What you need to do
Retype, word for word, each line between the lines holding "Target: child's right leg" and "Rules: place one point on every instance of the bare", inclusive, and leave the rest of the data alone.

Provided information
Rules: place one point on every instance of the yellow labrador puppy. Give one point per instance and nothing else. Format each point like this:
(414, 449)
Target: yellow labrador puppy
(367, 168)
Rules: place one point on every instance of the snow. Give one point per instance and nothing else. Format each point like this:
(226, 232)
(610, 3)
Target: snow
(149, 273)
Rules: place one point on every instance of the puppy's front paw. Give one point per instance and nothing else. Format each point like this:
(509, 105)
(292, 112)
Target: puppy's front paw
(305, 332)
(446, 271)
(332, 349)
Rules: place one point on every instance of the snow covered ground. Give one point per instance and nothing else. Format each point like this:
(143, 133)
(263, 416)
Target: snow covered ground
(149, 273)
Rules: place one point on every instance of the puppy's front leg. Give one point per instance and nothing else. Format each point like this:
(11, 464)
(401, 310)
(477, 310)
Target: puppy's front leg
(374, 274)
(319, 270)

...

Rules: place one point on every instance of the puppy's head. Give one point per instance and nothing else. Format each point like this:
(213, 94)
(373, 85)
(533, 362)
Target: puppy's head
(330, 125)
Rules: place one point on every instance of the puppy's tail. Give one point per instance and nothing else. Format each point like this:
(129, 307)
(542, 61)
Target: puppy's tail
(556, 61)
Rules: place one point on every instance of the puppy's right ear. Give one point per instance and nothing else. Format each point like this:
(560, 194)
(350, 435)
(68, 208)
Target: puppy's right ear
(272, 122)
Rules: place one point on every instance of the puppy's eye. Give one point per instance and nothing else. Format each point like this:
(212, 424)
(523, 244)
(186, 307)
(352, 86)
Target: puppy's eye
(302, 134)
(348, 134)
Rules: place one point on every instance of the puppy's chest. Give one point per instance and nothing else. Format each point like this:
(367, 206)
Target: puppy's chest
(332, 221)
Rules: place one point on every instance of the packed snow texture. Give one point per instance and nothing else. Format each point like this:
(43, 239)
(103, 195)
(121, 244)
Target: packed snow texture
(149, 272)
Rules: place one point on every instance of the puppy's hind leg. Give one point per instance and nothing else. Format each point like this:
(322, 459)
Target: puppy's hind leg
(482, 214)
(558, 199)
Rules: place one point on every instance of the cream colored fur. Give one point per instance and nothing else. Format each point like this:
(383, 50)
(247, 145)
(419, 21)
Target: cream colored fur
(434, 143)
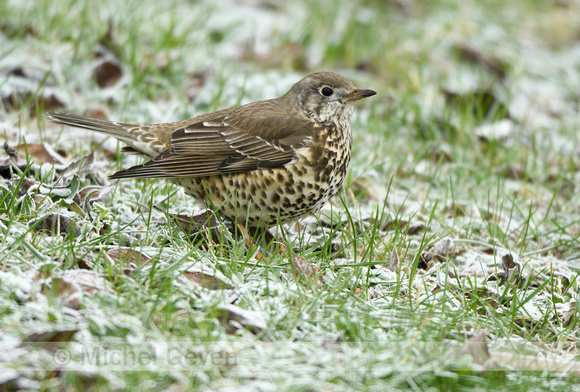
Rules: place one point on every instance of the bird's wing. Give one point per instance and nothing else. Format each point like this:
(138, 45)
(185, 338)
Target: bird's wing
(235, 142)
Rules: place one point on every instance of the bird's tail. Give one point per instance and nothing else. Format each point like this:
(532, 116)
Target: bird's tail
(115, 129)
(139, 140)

---

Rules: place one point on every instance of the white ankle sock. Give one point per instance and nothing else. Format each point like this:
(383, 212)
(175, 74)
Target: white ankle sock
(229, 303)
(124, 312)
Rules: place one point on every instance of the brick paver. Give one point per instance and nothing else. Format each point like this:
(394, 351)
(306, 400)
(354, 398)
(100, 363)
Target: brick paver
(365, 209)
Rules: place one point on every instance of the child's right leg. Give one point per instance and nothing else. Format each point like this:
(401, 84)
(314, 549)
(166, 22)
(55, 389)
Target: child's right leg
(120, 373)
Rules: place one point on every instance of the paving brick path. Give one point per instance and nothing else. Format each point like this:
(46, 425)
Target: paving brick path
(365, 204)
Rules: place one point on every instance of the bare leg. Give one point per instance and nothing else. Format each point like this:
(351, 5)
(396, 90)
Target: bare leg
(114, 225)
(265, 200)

Written reply
Target: child's right leg
(120, 373)
Rules: place one point on every instance of the paving brick path. Give one point per instance and nothing else. Format each point like this:
(46, 425)
Target: paving brick path
(365, 204)
Rules: place one point on every instance of the bare leg. Give one point per instance and nothing else. Format each point like this:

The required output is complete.